**ACTIVITY:** Set out each line from the following listing that includes the word "below".
════════════════════
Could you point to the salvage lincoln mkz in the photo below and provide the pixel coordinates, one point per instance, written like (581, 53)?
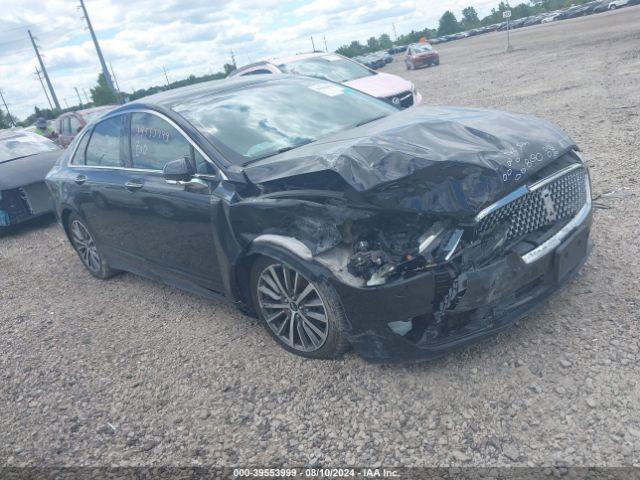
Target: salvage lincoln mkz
(339, 220)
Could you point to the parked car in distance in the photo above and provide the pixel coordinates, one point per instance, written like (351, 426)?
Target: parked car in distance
(339, 69)
(420, 55)
(25, 159)
(69, 124)
(338, 219)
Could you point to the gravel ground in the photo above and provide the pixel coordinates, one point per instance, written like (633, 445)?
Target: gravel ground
(131, 372)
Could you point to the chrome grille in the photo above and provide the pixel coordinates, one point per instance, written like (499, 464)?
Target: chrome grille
(550, 202)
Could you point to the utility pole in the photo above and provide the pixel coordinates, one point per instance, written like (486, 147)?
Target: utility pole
(43, 88)
(44, 71)
(105, 71)
(9, 116)
(165, 75)
(113, 73)
(78, 93)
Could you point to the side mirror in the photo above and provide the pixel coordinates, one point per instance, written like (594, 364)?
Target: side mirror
(178, 170)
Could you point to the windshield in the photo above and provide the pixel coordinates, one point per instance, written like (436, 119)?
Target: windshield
(17, 144)
(422, 48)
(272, 117)
(329, 67)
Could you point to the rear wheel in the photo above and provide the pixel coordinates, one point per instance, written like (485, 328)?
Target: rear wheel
(85, 245)
(305, 317)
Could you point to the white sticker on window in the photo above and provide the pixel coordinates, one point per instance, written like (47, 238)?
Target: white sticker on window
(328, 89)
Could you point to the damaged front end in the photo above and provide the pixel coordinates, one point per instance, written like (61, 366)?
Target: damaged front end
(446, 252)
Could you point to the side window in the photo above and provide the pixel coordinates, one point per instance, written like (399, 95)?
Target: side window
(74, 124)
(104, 145)
(78, 158)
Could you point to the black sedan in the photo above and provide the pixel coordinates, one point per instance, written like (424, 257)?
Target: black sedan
(25, 159)
(336, 218)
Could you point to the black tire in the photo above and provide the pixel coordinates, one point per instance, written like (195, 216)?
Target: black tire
(335, 344)
(87, 249)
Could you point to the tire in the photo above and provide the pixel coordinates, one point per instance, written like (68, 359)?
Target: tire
(305, 317)
(84, 244)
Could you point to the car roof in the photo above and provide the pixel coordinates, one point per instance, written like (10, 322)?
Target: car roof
(170, 98)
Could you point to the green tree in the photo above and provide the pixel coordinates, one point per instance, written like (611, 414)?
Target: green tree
(448, 24)
(470, 17)
(102, 94)
(385, 41)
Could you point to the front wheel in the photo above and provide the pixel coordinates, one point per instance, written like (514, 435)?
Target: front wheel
(84, 244)
(305, 317)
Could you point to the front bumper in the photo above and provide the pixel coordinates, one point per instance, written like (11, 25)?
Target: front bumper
(492, 298)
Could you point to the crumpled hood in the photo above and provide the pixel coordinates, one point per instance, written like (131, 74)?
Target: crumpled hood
(439, 160)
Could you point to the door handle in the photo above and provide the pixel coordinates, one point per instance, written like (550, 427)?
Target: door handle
(133, 185)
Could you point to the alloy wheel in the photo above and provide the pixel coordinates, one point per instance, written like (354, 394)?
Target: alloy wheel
(85, 246)
(292, 307)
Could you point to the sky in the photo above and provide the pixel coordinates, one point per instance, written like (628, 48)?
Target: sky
(140, 37)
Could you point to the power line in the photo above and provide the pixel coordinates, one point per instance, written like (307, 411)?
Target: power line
(115, 79)
(44, 71)
(43, 88)
(105, 71)
(78, 93)
(165, 75)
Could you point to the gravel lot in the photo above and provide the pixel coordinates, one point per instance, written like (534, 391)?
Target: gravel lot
(131, 372)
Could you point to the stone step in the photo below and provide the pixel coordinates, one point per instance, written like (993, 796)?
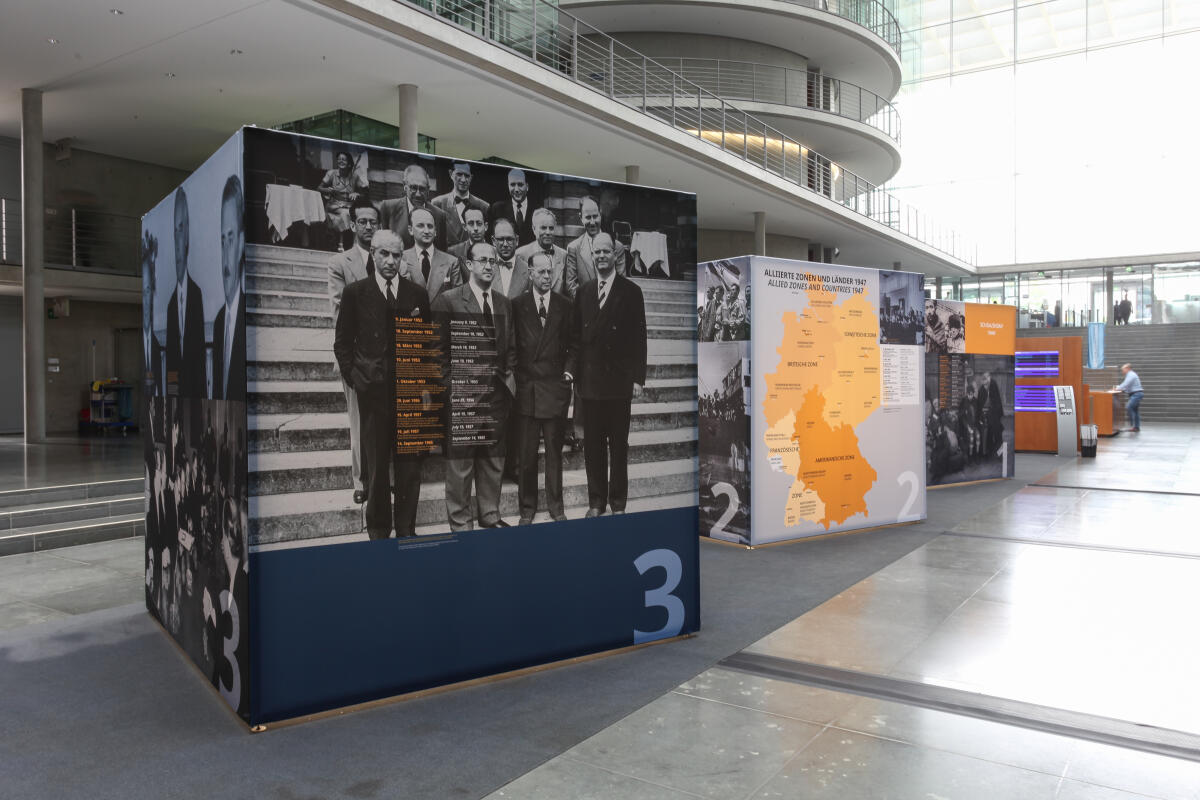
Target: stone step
(304, 396)
(66, 534)
(325, 368)
(96, 510)
(316, 515)
(43, 494)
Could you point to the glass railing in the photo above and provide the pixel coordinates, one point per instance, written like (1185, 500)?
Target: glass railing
(558, 41)
(765, 83)
(78, 239)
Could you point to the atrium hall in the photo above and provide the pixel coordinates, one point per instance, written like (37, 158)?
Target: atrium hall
(1030, 636)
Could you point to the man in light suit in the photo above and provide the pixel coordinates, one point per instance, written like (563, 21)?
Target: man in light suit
(229, 325)
(347, 268)
(185, 318)
(480, 464)
(475, 222)
(455, 204)
(580, 252)
(365, 346)
(611, 318)
(396, 215)
(544, 224)
(544, 322)
(424, 264)
(516, 209)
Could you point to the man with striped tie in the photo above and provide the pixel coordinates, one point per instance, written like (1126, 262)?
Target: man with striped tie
(611, 320)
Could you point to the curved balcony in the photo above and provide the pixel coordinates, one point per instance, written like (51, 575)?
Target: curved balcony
(856, 40)
(586, 55)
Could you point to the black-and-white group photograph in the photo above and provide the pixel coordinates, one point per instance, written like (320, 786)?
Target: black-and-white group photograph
(562, 310)
(969, 417)
(725, 459)
(901, 308)
(723, 306)
(946, 326)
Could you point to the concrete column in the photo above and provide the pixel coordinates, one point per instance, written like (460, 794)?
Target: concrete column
(407, 94)
(33, 239)
(1109, 300)
(760, 233)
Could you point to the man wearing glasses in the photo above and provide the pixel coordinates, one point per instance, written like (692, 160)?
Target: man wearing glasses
(345, 269)
(478, 305)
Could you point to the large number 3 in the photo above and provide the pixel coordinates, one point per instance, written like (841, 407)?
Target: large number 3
(661, 596)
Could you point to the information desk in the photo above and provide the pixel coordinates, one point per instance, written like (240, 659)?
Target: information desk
(1108, 411)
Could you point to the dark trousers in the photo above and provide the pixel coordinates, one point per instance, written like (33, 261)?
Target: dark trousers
(393, 482)
(606, 451)
(551, 431)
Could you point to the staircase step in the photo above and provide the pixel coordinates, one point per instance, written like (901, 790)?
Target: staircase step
(66, 534)
(42, 513)
(11, 498)
(316, 515)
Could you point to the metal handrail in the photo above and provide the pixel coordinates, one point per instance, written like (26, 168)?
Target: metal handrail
(77, 239)
(871, 14)
(559, 41)
(767, 83)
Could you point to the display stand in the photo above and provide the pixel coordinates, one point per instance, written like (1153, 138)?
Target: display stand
(291, 594)
(815, 391)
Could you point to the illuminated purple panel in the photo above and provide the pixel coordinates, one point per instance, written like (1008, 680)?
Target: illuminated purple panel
(1037, 364)
(1035, 398)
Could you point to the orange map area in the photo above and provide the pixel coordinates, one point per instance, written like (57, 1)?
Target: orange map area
(827, 383)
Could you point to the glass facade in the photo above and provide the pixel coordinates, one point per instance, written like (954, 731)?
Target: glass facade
(1150, 293)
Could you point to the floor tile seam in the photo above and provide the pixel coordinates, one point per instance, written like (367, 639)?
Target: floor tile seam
(989, 708)
(787, 763)
(576, 759)
(1078, 546)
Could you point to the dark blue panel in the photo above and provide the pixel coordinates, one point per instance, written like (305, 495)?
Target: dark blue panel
(345, 624)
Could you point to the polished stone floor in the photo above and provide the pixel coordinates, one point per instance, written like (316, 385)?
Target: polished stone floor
(69, 459)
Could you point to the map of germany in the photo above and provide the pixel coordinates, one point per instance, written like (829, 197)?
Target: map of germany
(826, 384)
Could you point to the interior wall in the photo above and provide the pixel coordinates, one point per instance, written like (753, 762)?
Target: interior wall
(70, 340)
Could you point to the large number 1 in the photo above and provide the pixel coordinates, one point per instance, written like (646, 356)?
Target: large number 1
(661, 596)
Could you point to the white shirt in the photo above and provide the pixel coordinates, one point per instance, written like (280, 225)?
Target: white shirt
(480, 294)
(231, 322)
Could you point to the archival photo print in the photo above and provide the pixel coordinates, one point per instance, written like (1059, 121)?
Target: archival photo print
(724, 301)
(725, 441)
(442, 346)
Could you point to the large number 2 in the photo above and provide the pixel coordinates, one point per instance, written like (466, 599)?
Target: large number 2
(661, 596)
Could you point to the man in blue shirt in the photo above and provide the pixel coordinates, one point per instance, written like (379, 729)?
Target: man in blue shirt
(1132, 386)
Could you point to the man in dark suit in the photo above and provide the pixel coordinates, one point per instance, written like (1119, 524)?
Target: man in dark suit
(546, 353)
(475, 224)
(365, 344)
(229, 325)
(455, 204)
(396, 215)
(480, 463)
(345, 269)
(516, 209)
(185, 318)
(611, 319)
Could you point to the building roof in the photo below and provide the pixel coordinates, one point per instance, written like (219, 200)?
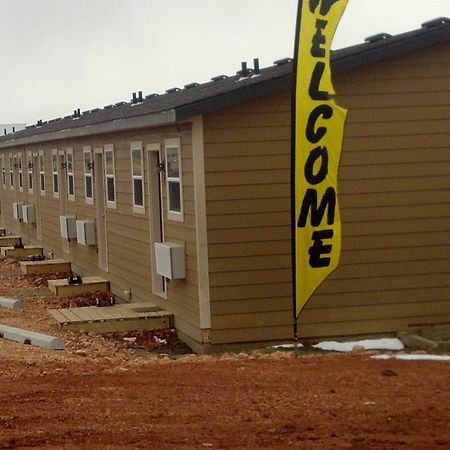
════════════════════
**WRITTEN SOLUTION:**
Could you point to the salvage lincoln mkz in the photo below and provide the pixel coordinates, one point per instance, written like (581, 53)?
Could you point to the stone step in the photo below and provide the pixel coordinates, one point per instance, written like (993, 796)?
Could you point to the building roof in the photo below and provide the pixel coordinates, one point per instance, written like (219, 200)?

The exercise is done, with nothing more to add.